:: Objective ::
Continue the commentary on Capital One's declining share price, picking up after its final sentence.

The banking sector is down so much it almost seems risky to sell it further. However, to paraphrase the song, that's what trends are for.
While the S&P 500 has nearly recovered all of its losses from the Brexit panic, Capital One Financial (NYSE: COF) is down over 6% from its pre-Brexit close. Looked at another way, while the broader market index is not far off its 52-week highs, COF is much closer to its 52-week lows.
The question is, how long can banks stay low as the broader market holds firm?
If you believe in trends -- as you should -- then that is a question for the market to answer.
The trend in Capital One is down since its April rally high and down from its July 2015 all-time high. In the absence of strong evidence to the contrary, there is no reason to suspect COF's bear market is over.
And that means selling bounces can be a lucrative strategy.
Let's start with the big picture. As we can see in the chart, the bull market from 2009 ended in 2015 with a trendline breakdown and test of that breakdown that were both very clear if not textbook examples.
Next, the bear market from 2015 is also clear and, more importantly, still intact. The series of lower highs and lower lows, plus significantly lagging relative performance versus the market, make that an easy call.

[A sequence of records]
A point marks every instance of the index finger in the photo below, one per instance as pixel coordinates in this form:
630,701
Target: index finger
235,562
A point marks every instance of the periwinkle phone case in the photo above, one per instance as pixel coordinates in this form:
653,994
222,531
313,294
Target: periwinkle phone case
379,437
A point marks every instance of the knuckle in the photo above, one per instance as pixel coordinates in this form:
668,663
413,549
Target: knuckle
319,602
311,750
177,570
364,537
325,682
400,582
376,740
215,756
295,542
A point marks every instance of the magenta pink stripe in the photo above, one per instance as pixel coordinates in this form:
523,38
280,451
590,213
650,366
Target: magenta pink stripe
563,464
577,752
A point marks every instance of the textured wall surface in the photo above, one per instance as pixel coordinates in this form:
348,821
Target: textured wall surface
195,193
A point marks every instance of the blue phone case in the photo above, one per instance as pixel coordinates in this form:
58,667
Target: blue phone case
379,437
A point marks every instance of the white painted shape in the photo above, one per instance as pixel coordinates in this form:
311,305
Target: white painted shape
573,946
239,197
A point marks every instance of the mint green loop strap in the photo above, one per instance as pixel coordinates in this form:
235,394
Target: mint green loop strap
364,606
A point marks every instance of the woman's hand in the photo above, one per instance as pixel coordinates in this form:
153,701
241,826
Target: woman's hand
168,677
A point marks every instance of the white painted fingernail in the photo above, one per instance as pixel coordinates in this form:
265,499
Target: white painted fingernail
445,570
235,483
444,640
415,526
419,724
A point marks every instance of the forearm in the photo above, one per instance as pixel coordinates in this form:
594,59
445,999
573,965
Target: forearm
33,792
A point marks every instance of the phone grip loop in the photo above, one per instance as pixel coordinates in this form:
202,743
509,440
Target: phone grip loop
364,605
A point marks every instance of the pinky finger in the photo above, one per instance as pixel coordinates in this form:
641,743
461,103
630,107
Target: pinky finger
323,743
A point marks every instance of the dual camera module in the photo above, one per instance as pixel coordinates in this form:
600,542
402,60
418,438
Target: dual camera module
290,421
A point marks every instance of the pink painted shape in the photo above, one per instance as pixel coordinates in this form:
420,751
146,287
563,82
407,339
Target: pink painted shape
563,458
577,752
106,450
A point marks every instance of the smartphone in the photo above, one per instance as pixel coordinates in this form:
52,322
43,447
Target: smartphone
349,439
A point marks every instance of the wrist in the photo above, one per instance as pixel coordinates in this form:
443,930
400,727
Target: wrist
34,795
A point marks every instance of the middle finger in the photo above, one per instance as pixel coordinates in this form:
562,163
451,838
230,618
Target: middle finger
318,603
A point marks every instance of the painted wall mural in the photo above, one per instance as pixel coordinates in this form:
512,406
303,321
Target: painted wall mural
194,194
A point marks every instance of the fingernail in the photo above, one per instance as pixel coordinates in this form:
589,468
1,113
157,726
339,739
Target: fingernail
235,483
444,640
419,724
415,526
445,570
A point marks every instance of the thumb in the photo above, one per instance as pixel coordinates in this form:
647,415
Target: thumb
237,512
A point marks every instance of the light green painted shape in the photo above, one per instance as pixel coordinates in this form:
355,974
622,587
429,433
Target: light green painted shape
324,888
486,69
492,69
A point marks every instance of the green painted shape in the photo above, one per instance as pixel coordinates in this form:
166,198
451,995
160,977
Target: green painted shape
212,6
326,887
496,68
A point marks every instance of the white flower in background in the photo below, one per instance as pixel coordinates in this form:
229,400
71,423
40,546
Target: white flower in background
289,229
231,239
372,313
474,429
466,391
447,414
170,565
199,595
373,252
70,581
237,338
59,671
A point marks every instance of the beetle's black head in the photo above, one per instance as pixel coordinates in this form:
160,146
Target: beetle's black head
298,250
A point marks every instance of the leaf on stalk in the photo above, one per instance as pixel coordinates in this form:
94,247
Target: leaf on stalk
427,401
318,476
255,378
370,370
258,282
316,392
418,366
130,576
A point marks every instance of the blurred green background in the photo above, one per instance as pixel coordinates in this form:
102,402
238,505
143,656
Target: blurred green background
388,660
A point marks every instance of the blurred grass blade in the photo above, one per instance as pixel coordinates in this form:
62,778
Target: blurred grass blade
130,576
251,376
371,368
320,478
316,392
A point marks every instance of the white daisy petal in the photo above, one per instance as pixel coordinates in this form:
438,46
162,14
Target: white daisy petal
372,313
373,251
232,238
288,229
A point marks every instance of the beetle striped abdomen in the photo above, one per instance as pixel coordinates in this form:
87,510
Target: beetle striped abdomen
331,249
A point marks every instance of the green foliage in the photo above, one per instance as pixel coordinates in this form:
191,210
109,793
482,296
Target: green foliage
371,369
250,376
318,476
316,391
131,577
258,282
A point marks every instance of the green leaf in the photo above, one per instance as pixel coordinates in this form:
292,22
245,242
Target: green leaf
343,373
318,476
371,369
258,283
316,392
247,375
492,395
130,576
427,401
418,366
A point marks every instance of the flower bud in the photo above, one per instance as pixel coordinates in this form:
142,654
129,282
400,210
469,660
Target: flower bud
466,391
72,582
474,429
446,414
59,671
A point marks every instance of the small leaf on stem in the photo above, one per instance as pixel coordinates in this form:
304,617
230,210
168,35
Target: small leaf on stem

:: Result of the exercise ::
The next chart is a closer view, and support from the lows of January and February is also clear. That level provided a platform from which the stock could bounce after the initial Brexit vote decline. And despite Wednesday's small upside reversal, that level appears quite vulnerable.
How so? We can start with volume, which fell during the bounce, as it usually does during an upside correction. A true reversal should see a surge in volume and price a few days after the low. That has not happened so far, and although there is a slight chance for it to occur, the window is closing fast.
A derivative of volume called on-balance or cumulative volume, shown at the bottom of the chart, paints an even worse picture. This indicator keeps a running total of volume on up days minus volume on down days. It hit a low at the start of the year, then moved a bit higher as the stock rallied, but has already hit a significantly lower low. Price has not done the same yet, but is likely to follow the indicator. On-balance volume is a proxy for money flowing into the stock, as well as for supply and demand.
So far, we have a weak stock in a weak sector in a shaky -- at best -- market. The next bit of evidence comes from the bond market, which has a great deal of influence over bank stocks.
With the benchmark 10-year Treasury note yield hitting a record low this week, the spread between short-term and long-term interest rates dipped to a nine-year low. Banks borrow at short-term rates and lend at long-term rates, so when the spread is narrow, so is their profit margin. It is hard to make a buck when your cost of goods is close to your selling price. And that does not even take fixed costs into account.
Even though bonds themselves seem to be a lousy investment, the trend around the globe is for government debt to offer negative yields. The United States is not there yet, but it is standing increasingly alone with positive rates. I am not economist, but that cannot be good for any economy and can choke the demand for loans.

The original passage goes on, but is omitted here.